>> Begin EXCERPTED DATA

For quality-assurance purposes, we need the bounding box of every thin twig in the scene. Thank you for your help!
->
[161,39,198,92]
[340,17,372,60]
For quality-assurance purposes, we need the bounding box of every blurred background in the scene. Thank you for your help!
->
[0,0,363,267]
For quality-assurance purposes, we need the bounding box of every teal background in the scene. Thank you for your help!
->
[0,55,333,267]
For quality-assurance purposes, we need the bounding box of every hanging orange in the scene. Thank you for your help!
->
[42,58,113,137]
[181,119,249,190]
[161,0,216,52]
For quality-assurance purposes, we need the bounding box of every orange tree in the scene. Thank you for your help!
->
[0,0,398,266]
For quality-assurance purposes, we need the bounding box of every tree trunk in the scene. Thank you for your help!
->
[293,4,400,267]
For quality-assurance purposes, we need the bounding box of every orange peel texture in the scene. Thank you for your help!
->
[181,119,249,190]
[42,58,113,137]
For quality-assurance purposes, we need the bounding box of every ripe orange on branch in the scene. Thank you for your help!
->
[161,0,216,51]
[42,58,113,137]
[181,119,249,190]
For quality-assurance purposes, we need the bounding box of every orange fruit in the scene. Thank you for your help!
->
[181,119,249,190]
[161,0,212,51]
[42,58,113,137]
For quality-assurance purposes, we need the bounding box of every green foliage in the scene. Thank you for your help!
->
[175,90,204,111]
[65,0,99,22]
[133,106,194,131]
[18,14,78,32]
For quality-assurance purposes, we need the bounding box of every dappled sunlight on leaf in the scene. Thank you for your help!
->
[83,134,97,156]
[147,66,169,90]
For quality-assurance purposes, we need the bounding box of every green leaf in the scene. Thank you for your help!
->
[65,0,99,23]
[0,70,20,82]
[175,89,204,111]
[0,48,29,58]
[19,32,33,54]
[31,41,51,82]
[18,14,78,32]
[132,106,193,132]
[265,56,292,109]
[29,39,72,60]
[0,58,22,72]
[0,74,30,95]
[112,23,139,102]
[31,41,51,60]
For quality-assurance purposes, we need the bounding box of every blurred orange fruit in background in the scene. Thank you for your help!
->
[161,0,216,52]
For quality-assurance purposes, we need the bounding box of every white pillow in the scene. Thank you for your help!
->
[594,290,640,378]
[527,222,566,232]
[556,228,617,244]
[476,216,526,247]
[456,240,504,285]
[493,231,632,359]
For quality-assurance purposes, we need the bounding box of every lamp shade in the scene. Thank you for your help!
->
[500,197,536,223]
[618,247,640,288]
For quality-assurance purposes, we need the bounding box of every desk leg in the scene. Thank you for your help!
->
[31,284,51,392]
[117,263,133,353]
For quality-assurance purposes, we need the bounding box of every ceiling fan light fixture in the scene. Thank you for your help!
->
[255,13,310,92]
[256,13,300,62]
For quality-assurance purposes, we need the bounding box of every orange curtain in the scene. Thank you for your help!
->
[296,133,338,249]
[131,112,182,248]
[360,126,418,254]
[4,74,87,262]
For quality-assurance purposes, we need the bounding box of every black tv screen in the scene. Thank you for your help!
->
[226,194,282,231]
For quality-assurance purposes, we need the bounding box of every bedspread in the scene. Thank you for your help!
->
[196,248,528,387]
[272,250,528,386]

>> End EXCERPTED DATA

INSTRUCTION: Copy all of the rows above word for word, changing nothing.

EXPECTED ANSWER:
For quality-assurance purposes, we need the bounding box of every thin twig in the scene. Thank you for your help!
->
[161,39,198,92]
[340,17,372,60]
For quality-assurance purposes, we need the bounding box of every blurred background in the scene. Thank you for your help!
->
[0,0,363,267]
For quality-assurance purposes, we need the bounding box of every teal background in the scene. Thank you for your help!
->
[0,55,333,267]
For quality-assurance purposes, we need the bounding box of every hanging orange in the scene. Thank you for your help!
->
[42,58,113,137]
[181,119,249,190]
[161,0,216,52]
For quality-assurance purposes, we need the bounding box of every orange tree in the scene. Thank you for your help!
->
[0,0,398,266]
For quality-assurance purposes, we need the bounding box of every tree trunk in the scene. Thank you for your help!
->
[293,4,400,267]
For quality-assurance purposes, we need the bounding box of every orange peel texture in the scene. Thank you for your help!
->
[181,119,249,190]
[42,58,113,137]
For quality-assurance purposes, we need the bounding box of every ripe orange on branch in the scene. Thank you for your help!
->
[161,0,216,51]
[42,58,113,137]
[181,119,249,190]
For quality-assurance purposes, we need the bounding box of every orange fruit in the scene. Thank you for your help!
->
[181,119,249,190]
[161,0,212,51]
[42,58,113,137]
For quality-assurance purposes, we need the bounding box of every green foliage in the scene. Thank you for your help!
->
[175,90,204,111]
[65,0,99,22]
[133,106,194,131]
[18,14,78,32]
For quality-assurance purposes, we need the bounding box of every dappled sunlight on leaf in the scene. Thank you for your help!
->
[83,134,97,156]
[147,66,169,90]
For quality-assurance purposes, we need the bounding box of every green leaf in the scene. Thank you for your help!
->
[65,0,99,23]
[0,70,20,82]
[175,89,204,111]
[0,48,29,58]
[19,32,33,54]
[31,41,51,82]
[18,14,78,32]
[132,106,193,132]
[265,56,292,109]
[29,39,72,60]
[0,58,22,72]
[0,74,30,95]
[112,23,139,102]
[31,41,51,60]
For quality-assurance purposes, we need the bounding box of every blurred orange fruit in background in the scene. Thank you for your help!
->
[161,0,216,52]
For quality-assurance purposes, we need the bounding box of every white pillow in the scene. Thank you for your help!
->
[594,290,640,378]
[527,222,566,232]
[556,228,617,244]
[476,216,526,247]
[456,240,504,285]
[493,231,632,359]
For quality-assurance purposes, we need the bounding box of every lamp shade in the scene. Thank you for your help!
->
[500,197,536,223]
[618,247,640,288]
For quality-assurance purposes, we need the bounding box of every desk leg in the scene. Thank you for your help!
->
[31,284,51,392]
[117,263,133,353]
For quality-assurance purposes, we need the bounding box of every ceiling fan light fixture in the scene. Thank you for your help!
->
[255,13,310,92]
[256,13,300,62]
For quality-assurance purposes, we need the bounding box of every orange curtain in the scene. Thank you for your help!
->
[296,133,338,249]
[131,112,182,248]
[360,126,418,254]
[4,74,87,262]
For quality-assurance purposes, we need the bounding box of every black tv screen in the scene. Thank you for your help!
->
[226,194,282,231]
For quality-assurance purposes, we need the bounding box of every bedspread in the scene. Thank you for your help!
->
[196,248,528,387]
[272,250,528,386]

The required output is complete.